:: 本文抜粋 ::

見積管理システム

見積管理システムとは

見積管理システムとは、見積書の作成・発行、承認フローを一括で管理し、業務の効率化に貢献するシステムです。

見積もり管理業務では、見積書について、情報や業務フローなどの管理が必要です。ローカルで業務を行った場合、情報の一元化・共有が難しく、情報が断片化・属人化しやすいという特徴がありますが、見積管理システムを利用することで、業務の一本化が可能です。見積書発行時の金額計算や承認フローまでを一本化・効率化することができます。さまざまな機能を持ったシステムが有り、用途・業種等に合ったシステムを選定することが大切です。

見積管理システムの使用用途

見積管理システムは、見積管理業務における下記のような効率化を目的として利用されます。

  • 一元管理の実現
  • 見積もり作成の効率化・ペーパーレス化
  • 業務改善につながる見積もり分析

まず、従来各担当者が個人で管理していた情報を一元化し、リアルタイムで共有することが可能です。これにより、見積規格などの統一を図り、また、業務遂行上さまざまな形で活用できるようになります。承認フローもシステム内で完結するため印刷・押印などのプロセスも効率化が可能です。

:::
:: 検討対象のデータ ::

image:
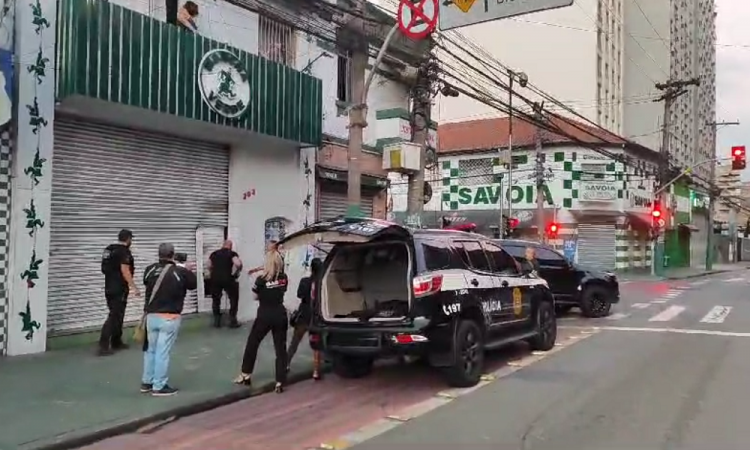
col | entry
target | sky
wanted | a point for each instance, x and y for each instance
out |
(733, 75)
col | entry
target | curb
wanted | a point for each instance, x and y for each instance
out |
(153, 422)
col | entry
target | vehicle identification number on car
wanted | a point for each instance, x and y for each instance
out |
(492, 306)
(451, 308)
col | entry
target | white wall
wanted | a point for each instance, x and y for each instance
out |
(277, 176)
(556, 49)
(642, 116)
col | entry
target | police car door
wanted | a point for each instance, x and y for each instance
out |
(481, 282)
(513, 290)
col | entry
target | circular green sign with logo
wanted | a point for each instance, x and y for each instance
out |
(223, 82)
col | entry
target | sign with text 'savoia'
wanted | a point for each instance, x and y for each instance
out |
(490, 195)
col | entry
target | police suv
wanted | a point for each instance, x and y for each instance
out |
(443, 295)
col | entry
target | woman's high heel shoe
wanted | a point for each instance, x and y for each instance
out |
(243, 379)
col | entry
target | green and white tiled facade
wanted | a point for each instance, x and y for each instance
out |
(581, 184)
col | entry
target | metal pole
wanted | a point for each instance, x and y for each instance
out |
(539, 185)
(510, 145)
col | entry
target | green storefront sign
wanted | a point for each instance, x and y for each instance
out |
(490, 195)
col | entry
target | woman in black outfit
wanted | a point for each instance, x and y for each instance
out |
(269, 289)
(304, 315)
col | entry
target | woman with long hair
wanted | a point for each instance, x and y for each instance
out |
(303, 316)
(269, 289)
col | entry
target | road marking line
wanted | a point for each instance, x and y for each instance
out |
(618, 316)
(666, 330)
(718, 314)
(392, 421)
(668, 314)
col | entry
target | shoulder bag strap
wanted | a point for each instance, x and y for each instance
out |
(163, 274)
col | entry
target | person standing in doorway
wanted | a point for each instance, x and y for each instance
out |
(118, 268)
(269, 289)
(166, 284)
(224, 268)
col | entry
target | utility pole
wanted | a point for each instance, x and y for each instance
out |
(357, 111)
(539, 173)
(671, 90)
(420, 126)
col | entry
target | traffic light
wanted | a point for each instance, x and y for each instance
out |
(657, 218)
(738, 158)
(552, 230)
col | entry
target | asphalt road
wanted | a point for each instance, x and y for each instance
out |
(678, 382)
(667, 370)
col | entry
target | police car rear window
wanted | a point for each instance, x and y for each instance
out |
(438, 256)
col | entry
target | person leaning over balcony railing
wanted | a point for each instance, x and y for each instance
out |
(186, 16)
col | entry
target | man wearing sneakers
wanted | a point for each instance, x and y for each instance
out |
(166, 286)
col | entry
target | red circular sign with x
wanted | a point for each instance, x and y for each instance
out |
(418, 18)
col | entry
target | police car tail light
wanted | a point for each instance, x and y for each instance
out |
(408, 338)
(426, 285)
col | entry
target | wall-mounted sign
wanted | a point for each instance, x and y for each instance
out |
(598, 192)
(223, 83)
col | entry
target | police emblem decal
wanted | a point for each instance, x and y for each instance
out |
(224, 84)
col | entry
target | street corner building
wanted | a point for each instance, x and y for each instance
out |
(597, 187)
(127, 121)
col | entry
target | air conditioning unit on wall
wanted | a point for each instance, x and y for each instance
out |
(402, 157)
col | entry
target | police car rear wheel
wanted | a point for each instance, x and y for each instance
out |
(595, 302)
(469, 350)
(347, 366)
(546, 327)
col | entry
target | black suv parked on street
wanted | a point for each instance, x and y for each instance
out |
(594, 291)
(446, 296)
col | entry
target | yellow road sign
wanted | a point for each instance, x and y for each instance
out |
(464, 5)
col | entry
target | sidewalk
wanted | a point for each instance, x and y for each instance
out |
(683, 273)
(55, 399)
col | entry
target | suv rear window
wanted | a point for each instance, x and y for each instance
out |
(438, 256)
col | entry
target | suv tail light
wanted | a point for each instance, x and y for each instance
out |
(427, 285)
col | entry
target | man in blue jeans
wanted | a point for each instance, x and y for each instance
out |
(166, 286)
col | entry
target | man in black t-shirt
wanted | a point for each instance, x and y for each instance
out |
(118, 268)
(224, 268)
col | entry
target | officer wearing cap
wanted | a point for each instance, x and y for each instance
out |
(118, 268)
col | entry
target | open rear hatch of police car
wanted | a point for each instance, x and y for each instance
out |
(368, 275)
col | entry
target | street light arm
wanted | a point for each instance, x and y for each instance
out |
(378, 60)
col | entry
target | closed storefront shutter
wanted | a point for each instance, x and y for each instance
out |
(596, 245)
(107, 178)
(333, 201)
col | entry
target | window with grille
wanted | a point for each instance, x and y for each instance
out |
(343, 82)
(475, 172)
(276, 42)
(593, 171)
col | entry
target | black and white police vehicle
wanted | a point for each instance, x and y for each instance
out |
(445, 296)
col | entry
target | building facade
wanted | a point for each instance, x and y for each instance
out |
(601, 204)
(126, 121)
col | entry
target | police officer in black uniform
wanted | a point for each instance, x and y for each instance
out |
(118, 268)
(225, 266)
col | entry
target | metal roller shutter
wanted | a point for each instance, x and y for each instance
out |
(596, 245)
(333, 201)
(107, 178)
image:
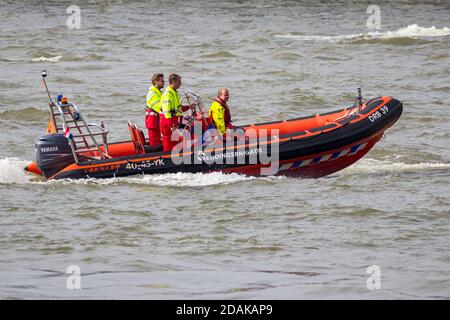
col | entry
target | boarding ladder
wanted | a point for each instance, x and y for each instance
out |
(68, 120)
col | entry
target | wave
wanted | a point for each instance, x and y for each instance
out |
(25, 115)
(49, 59)
(385, 166)
(219, 54)
(11, 171)
(180, 179)
(411, 31)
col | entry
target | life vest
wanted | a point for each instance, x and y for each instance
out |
(220, 115)
(171, 103)
(154, 99)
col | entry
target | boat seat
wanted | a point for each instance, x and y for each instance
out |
(137, 139)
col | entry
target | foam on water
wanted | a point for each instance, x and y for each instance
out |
(11, 171)
(369, 165)
(179, 179)
(49, 59)
(411, 31)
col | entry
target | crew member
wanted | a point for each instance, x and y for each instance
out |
(219, 112)
(171, 111)
(153, 109)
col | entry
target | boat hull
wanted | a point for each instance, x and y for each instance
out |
(312, 153)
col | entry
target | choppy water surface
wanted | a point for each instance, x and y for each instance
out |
(229, 236)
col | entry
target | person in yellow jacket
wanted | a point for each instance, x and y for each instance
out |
(219, 112)
(153, 108)
(171, 111)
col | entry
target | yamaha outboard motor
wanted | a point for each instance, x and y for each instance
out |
(53, 153)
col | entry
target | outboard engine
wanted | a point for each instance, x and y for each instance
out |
(53, 153)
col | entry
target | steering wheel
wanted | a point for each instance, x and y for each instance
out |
(189, 115)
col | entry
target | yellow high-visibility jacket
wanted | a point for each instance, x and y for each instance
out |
(171, 103)
(154, 99)
(217, 114)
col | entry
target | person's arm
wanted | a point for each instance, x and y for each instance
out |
(218, 118)
(166, 106)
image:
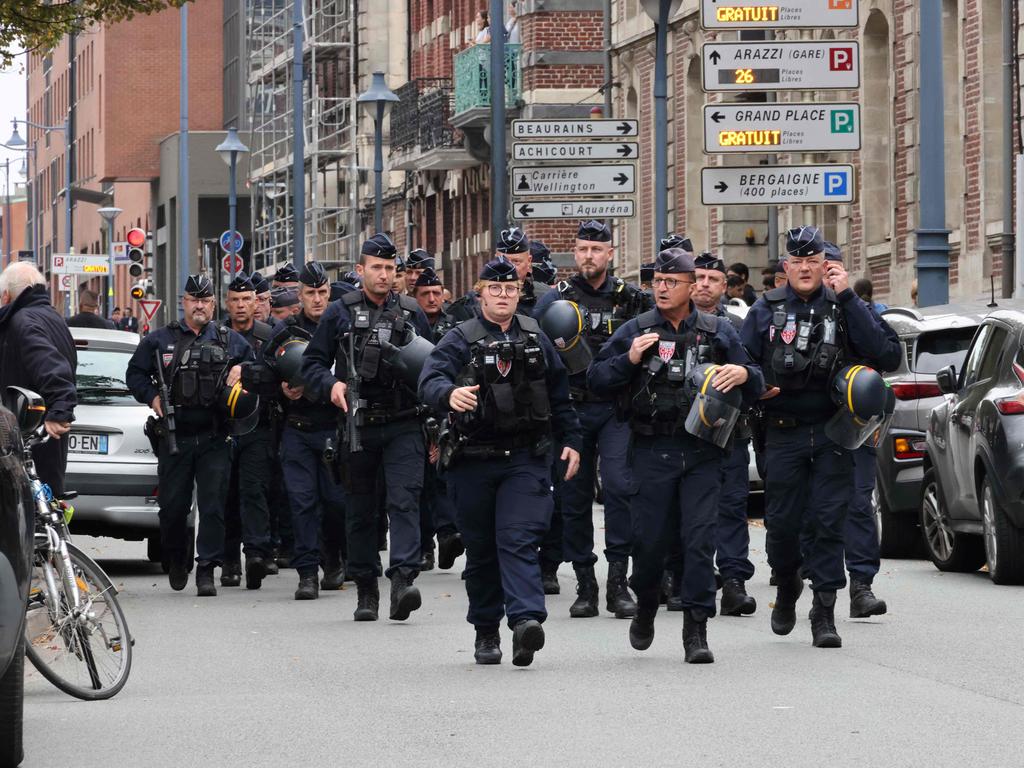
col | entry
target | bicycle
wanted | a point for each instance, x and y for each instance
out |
(76, 634)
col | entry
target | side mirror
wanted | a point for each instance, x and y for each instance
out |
(947, 380)
(28, 408)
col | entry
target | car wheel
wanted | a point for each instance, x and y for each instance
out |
(947, 549)
(898, 535)
(12, 708)
(1004, 541)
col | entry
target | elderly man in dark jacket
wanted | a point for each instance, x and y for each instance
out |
(37, 352)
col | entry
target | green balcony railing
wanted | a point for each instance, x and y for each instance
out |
(472, 77)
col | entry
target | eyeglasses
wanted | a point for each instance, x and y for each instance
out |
(496, 289)
(671, 283)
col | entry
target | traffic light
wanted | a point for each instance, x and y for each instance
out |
(136, 252)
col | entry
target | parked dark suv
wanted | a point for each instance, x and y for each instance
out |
(972, 509)
(932, 339)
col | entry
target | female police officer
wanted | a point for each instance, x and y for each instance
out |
(650, 363)
(507, 389)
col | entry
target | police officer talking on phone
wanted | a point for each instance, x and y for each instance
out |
(803, 334)
(507, 391)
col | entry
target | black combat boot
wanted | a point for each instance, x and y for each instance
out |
(549, 577)
(527, 638)
(617, 597)
(308, 589)
(204, 582)
(368, 601)
(642, 626)
(404, 597)
(230, 573)
(735, 601)
(823, 621)
(695, 638)
(450, 547)
(255, 570)
(487, 647)
(783, 615)
(863, 603)
(586, 602)
(334, 571)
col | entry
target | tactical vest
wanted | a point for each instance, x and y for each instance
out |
(374, 328)
(805, 348)
(198, 368)
(659, 395)
(513, 407)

:::

> 取り組む課題: 見積管理システムについての文章を、最後の文の後から引き継いで書き進めること。 これらのエントリーは別の出典から取ったものだ。

> 解答:
また、見積管理システムは、システムから直接見積もり依頼を行うことができるようになっており、関係部署との連携が容易になり、業務効率の改善に有効です。例えば、個々に行っていた、仕入れ値の確認、他営業の見積もりと照らし合わせた相場の確認、在庫管理部門に売り止め指示を出すなどの一連の業務が一括で進行します。また、PDFやブラウザ閲覧などによる見積もりのペーパーレス化も実現します。

また、見積管理システムを利用することで過去の見積もりの成約率や、成約からの利益率なども記録が可能です。過去の見積のデータから、成約に結びつかなかった理由や、利益率が低かった場合の原因を確認できます。

見積管理システムの原理

見積管理システムの主な機能は

  • 作成・発行
  • 承認フロー
  • 保管
  • 商品マスタ・顧客マスタなどのマスタデータの一元管理
  • 帳票管理
  • データ連携・システム連携

です。

作成・発行では、過去の見積書などのテンプレートを読み込んだり、受注内容を取り込んで見積書を自動作成したりすることが可能です。また、AI (人工知能) によって入力ミスなどを指摘するアシスト機能が搭載されている場合もあります。

見積書の確認と承認はシステム内にてオンラインで可能です。従来決裁者の押印を必要としていた承認プロセスも効率化とスピードアップを図ることができます。

見積書の保管はシステム内で自動的に行われます。また、合わせて商品マスタや取引先マスタなどのマスタデータもシステム内で管理されます。

システム連携機能は、外部システムとデータを自動でやり取りする機能です。データを再入力する手間が省くことができる省力化の観点だけでなく、ヒューマンエラーの防止の上でも有効です。CRM (顧客管理システム) やSFA (営業支援ツール) などと連携して使用されます。

見積管理システムの種類

1. 機能面

見積管理システムは、機能面で大きく分けて

  • 見積管理専用型
  • ERP、販売管理システム一体型
  • 業種 (業界) 特化型

の3種類に分類されます。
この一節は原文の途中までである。